#### EXERCISE DESCRIPTION:
Drop every picture and give the entries back exactly.

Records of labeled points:
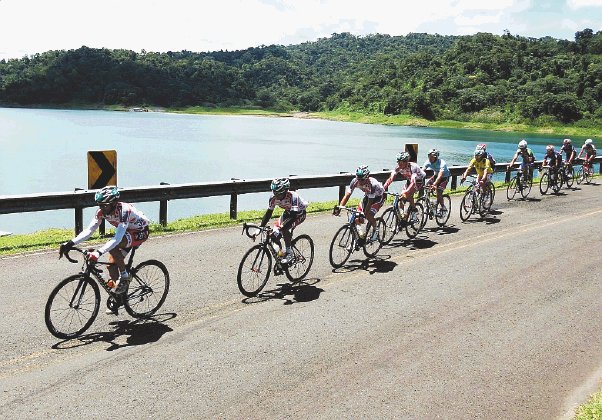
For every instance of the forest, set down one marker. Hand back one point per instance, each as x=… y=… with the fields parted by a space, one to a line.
x=482 y=77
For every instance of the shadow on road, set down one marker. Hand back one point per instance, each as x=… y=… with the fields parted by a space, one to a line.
x=138 y=332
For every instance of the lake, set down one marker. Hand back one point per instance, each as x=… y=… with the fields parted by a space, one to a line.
x=46 y=151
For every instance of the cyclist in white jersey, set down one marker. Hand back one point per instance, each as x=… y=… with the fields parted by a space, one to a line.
x=414 y=176
x=131 y=230
x=374 y=197
x=294 y=213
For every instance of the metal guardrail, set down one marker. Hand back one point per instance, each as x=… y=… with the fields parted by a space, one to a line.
x=80 y=199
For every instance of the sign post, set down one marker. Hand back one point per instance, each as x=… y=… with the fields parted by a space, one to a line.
x=102 y=171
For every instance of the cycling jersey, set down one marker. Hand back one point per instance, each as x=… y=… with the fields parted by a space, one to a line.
x=411 y=172
x=371 y=187
x=480 y=166
x=129 y=222
x=437 y=166
x=291 y=201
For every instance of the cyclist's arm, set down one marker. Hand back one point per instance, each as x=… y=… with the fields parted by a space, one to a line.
x=113 y=242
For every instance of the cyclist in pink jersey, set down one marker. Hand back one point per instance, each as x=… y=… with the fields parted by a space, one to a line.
x=414 y=176
x=131 y=230
x=294 y=213
x=374 y=197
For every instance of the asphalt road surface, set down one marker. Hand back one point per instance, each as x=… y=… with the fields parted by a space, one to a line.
x=494 y=318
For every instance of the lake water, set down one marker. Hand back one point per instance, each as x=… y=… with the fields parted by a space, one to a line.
x=46 y=151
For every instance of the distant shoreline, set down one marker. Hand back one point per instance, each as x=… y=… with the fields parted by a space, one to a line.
x=347 y=116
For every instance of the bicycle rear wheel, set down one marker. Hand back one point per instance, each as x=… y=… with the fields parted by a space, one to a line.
x=72 y=306
x=303 y=251
x=341 y=247
x=512 y=188
x=544 y=184
x=442 y=216
x=254 y=270
x=390 y=225
x=466 y=206
x=414 y=222
x=147 y=290
x=372 y=246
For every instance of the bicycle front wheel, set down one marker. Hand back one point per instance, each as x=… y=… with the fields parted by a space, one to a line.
x=390 y=225
x=466 y=206
x=303 y=251
x=341 y=247
x=442 y=216
x=414 y=222
x=254 y=270
x=512 y=188
x=372 y=246
x=147 y=290
x=72 y=306
x=544 y=184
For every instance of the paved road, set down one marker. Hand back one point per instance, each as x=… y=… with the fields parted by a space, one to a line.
x=491 y=319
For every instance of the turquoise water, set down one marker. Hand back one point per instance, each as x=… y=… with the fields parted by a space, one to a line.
x=45 y=151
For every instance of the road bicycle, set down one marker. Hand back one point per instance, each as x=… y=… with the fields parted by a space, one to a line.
x=585 y=173
x=73 y=304
x=521 y=184
x=476 y=201
x=568 y=174
x=432 y=208
x=256 y=265
x=394 y=222
x=347 y=238
x=550 y=178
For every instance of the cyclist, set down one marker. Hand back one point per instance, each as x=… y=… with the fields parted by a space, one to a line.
x=294 y=213
x=590 y=153
x=440 y=177
x=482 y=165
x=131 y=229
x=374 y=197
x=528 y=158
x=412 y=173
x=553 y=159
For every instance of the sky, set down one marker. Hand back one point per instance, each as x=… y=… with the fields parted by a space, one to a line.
x=28 y=27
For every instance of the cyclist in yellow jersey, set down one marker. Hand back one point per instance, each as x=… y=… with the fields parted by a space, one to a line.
x=483 y=167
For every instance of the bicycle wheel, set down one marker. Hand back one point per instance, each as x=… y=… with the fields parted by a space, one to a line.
x=254 y=270
x=544 y=184
x=512 y=188
x=372 y=246
x=147 y=290
x=342 y=246
x=441 y=217
x=390 y=225
x=527 y=183
x=466 y=206
x=569 y=176
x=303 y=251
x=414 y=222
x=72 y=306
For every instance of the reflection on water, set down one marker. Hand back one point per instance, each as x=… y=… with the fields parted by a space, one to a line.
x=45 y=151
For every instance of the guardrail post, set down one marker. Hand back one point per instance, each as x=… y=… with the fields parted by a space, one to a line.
x=163 y=209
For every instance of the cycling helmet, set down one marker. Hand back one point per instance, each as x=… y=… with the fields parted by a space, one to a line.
x=107 y=195
x=280 y=185
x=480 y=153
x=362 y=172
x=403 y=157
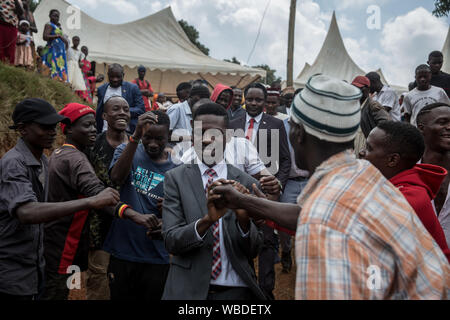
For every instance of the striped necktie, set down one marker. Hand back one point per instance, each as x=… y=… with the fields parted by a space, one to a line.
x=217 y=263
x=249 y=135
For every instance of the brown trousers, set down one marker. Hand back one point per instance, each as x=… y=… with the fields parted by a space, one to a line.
x=97 y=285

#### REPLY TO THE TASK:
For every instance of the forest, set down one marker. Hand back one point per instance, each as x=… y=… with the fields parted by a space, one to a line.
x=482 y=77
For every instance of the shadow on road, set down one marker. Hand back one point per instance, each as x=… y=… with the fields parted by a space, one to a line.
x=138 y=332
For every instance of the lake, set down one marker. Hand back one point per instance, each as x=… y=… with the fields parted by a space, one to a line.
x=46 y=151
For every instance of the cyclist in white jersey, set down one marker. Hand back one point per instance, each as x=… y=… with the fields parted by a space, one to a line.
x=414 y=176
x=131 y=230
x=374 y=197
x=294 y=213
For every instance of the metal guardrail, set down one marker. Hand back one point per instance, each as x=… y=… with the fields parted by a space, one to a line.
x=80 y=199
For every instance of the sign post, set down one marker. Hand back one point per instance, each as x=… y=… with the fields parted by a space, one to a line.
x=102 y=171
For every instance of the cycling jersey, set down one marker. Hand back one point per instance, each as x=… y=… with the fields parted by a space, one to a line.
x=411 y=172
x=371 y=187
x=480 y=166
x=129 y=222
x=437 y=166
x=291 y=201
For every instance of the cyclist's arm, set down one marker. Hand back one point per instance, each as x=… y=… with the fields parted by a space, one to a line.
x=113 y=242
For every instance of the cyclist in pink jersey, set down one marker. Hand back one point per instance, each as x=… y=… with the fields parted by a space, one to a line.
x=414 y=176
x=131 y=230
x=294 y=213
x=374 y=197
For every instance of the asphalt road surface, set down one marker. Hand back one point per instance, each as x=… y=… with the fields parted by a space, one to a line.
x=494 y=318
For every instance of the lake water, set down one marker. Hand back one point per instance, each as x=… y=… with the fields parted by a space, one to a line.
x=46 y=151
For every instance of the distant shoreline, set down one marker. Hand back one point per instance, each as x=… y=… with the fields parted by a space, one to a line.
x=347 y=116
For every instance of the bicycle rear wheel, set down one marker. Hand back one point per instance, each as x=… y=… with the fields parted by a space, one to a line.
x=72 y=306
x=303 y=251
x=341 y=247
x=512 y=188
x=544 y=184
x=442 y=216
x=254 y=270
x=390 y=225
x=466 y=206
x=414 y=222
x=147 y=290
x=372 y=246
For every instance of the bicycle front wheel, set down one marker. Hand back one point per instance, each as x=… y=… with the fields parted by a space, one to a line.
x=390 y=225
x=466 y=206
x=303 y=251
x=341 y=247
x=442 y=216
x=414 y=222
x=254 y=270
x=512 y=188
x=372 y=246
x=147 y=290
x=72 y=306
x=544 y=184
For every instance of the paved road, set down one marker. Hand back one point per instance, each as x=… y=… with the fields parted by a space, one to a line.
x=491 y=319
For every instance of the turquoise water, set down one marker. Hand back one point per instance, each as x=… y=… with the fields parted by a space, one to a line.
x=45 y=151
For every instance of the road bicycle, set down one marker. Hand back one point per instance, each as x=… y=… with the fields parted by a space, one to a line.
x=585 y=173
x=73 y=304
x=521 y=184
x=476 y=201
x=568 y=174
x=432 y=208
x=256 y=265
x=394 y=222
x=347 y=238
x=550 y=178
For every instance of the cyclist, set down one marker. Hand back one point per instance, each as x=… y=… with the fields parted by a space, one to a line.
x=294 y=213
x=590 y=153
x=440 y=177
x=482 y=165
x=131 y=229
x=374 y=197
x=528 y=158
x=412 y=173
x=553 y=159
For every instance of the sky, set down one marker. Hand back one point per instance, each as x=… y=… with the fields parted by a space, one to a line.
x=28 y=27
For every instance of the cyclist in yellow jersey, set down one marker. Hand back one point per instance, each as x=… y=… with the fields parted by a space, one to a line.
x=483 y=167
For every instance of the bicycle wheel, set down one marker. Hand back one point per instance, each as x=… y=… with the fields parted by a space, one to a line.
x=254 y=270
x=544 y=184
x=512 y=188
x=372 y=246
x=147 y=290
x=342 y=246
x=441 y=217
x=390 y=225
x=527 y=183
x=466 y=206
x=569 y=176
x=303 y=251
x=414 y=222
x=72 y=306
For every instance of the reflection on water, set down one marker. Hand back one point per instance, each as x=… y=… with the fields parted by a space, one to a line.
x=45 y=151
For every instance of the guardrail post, set down one marker. Hand back one point per instance, each as x=… y=… with the fields parted by a space, one to a line.
x=163 y=209
For every instance of the cycling helmet, set down one marker. Hand back one point per instance, each as x=… y=… with the fields parted by a space, one to a line.
x=107 y=195
x=280 y=185
x=480 y=153
x=362 y=172
x=403 y=157
For every instance of the striped necktie, set down one marker. Hand back one point per instance, each as x=… y=… with the fields parted by a space, one to a line.
x=217 y=263
x=249 y=135
For every instance of the brown trousers, set down one marker. Hand back one point per instance, each as x=… y=… with the fields parted by a space, one to a line.
x=97 y=285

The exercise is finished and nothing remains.